**What needs to be done**
Switch each "marker" in the rows below to "point", and write all the rows out again with nothing else changed.

**Record set**
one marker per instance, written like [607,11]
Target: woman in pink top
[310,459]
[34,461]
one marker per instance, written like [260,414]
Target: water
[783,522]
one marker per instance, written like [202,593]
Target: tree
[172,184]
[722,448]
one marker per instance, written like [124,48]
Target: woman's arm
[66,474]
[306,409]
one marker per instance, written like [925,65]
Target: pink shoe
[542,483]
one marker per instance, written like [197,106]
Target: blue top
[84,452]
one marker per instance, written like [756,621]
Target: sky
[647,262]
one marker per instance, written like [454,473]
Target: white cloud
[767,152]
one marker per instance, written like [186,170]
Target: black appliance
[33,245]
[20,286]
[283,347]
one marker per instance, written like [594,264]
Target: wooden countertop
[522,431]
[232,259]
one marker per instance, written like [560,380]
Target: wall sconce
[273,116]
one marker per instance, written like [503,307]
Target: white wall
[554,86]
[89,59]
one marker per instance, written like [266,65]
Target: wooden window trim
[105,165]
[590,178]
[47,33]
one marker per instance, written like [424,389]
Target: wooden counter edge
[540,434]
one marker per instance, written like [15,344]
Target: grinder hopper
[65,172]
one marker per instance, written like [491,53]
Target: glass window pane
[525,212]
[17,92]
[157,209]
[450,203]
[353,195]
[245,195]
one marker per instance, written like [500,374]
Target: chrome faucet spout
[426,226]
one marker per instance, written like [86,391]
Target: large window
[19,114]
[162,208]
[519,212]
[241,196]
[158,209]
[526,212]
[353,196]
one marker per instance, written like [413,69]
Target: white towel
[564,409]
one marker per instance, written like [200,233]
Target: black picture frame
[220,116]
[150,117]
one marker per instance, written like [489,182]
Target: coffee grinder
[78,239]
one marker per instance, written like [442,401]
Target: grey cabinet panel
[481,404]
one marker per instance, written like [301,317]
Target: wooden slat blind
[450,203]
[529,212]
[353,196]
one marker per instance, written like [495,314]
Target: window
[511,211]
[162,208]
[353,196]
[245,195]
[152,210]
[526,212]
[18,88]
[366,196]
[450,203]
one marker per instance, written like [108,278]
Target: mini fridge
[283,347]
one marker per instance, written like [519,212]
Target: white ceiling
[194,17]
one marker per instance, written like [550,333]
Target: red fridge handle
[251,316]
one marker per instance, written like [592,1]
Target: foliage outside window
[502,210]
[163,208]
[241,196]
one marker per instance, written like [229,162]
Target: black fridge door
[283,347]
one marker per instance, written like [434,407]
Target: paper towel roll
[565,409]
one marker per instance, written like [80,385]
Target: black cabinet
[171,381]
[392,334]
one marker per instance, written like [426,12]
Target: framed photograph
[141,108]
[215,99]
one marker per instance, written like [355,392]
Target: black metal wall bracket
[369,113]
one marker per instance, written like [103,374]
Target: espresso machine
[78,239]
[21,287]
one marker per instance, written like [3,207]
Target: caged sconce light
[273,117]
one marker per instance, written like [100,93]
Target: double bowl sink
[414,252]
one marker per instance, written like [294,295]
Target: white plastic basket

**Answer to this exercise**
one point per instance, written like [607,11]
Target: woman in pink top
[310,459]
[34,461]
one point per instance, written like [260,414]
Target: water
[783,522]
one point per instance, written like [202,593]
Target: tree
[172,184]
[722,448]
one point per instance, written like [124,48]
Target: woman's arm
[66,474]
[306,409]
one point per instance, written like [925,65]
Target: pink shoe
[542,483]
one point per instance, written like [197,106]
Target: blue top
[84,452]
one point per instance, written like [756,621]
Target: sky
[647,262]
one point per instance, written like [454,473]
Target: white cloud
[767,152]
one point per instance, written like [186,170]
Target: black appliance
[33,245]
[20,286]
[283,347]
one point per instance, written like [594,264]
Target: wooden countertop
[522,431]
[232,259]
one point per instance, written like [560,380]
Target: wall sconce
[273,116]
one point per instance, written like [503,307]
Target: white wall
[554,86]
[89,59]
one point per instance, written like [266,65]
Target: wooden window trim
[105,165]
[590,178]
[47,33]
one point per instance, written like [424,389]
Target: wooden counter edge
[540,434]
one point per instance, written like [15,344]
Target: grinder hopper
[65,172]
one point per instance, written like [491,53]
Target: glass window pane
[525,212]
[17,92]
[157,209]
[450,203]
[353,195]
[245,195]
one point per instance, written like [500,374]
Target: chrome faucet spout
[426,226]
one point per instance, written like [86,391]
Target: large window
[19,114]
[162,208]
[519,212]
[241,196]
[158,209]
[526,212]
[353,196]
one point per instance, written like [413,69]
Target: white towel
[564,409]
one point per instance, written like [200,233]
Target: black picture frame
[220,116]
[150,117]
one point per instance, written like [489,182]
Target: coffee grinder
[78,239]
one point per instance, written like [442,401]
Target: grey cabinet panel
[481,404]
one point per instance, written like [301,317]
Target: wooden slat blind
[450,203]
[529,212]
[353,196]
one point per instance, written like [495,314]
Target: window
[511,211]
[162,208]
[353,196]
[245,195]
[152,210]
[526,212]
[18,88]
[366,196]
[450,203]
one point per instance, written like [108,278]
Target: mini fridge
[283,347]
one point per instance, written like [519,212]
Target: white ceiling
[194,17]
one point per instance, written like [550,333]
Target: red fridge handle
[251,316]
one point per instance, written like [592,1]
Target: foliage outside window
[502,210]
[163,208]
[241,196]
one point per instance, written like [229,162]
Target: black fridge door
[283,347]
one point per instance, written like [434,407]
Target: paper towel roll
[565,409]
one point per instance, written like [80,385]
Target: black cabinet
[171,381]
[392,334]
one point per instance, written like [426,12]
Target: framed photograph
[141,108]
[215,99]
one point per instance, written like [355,392]
Target: black metal wall bracket
[369,113]
one point per instance, written like [103,374]
Target: espresso machine
[78,239]
[21,287]
one point per instance, written like [3,207]
Target: caged sconce light
[273,117]
one point per instance, written like [100,93]
Target: double bowl sink
[414,252]
one point per instance, written like [294,295]
Target: white plastic basket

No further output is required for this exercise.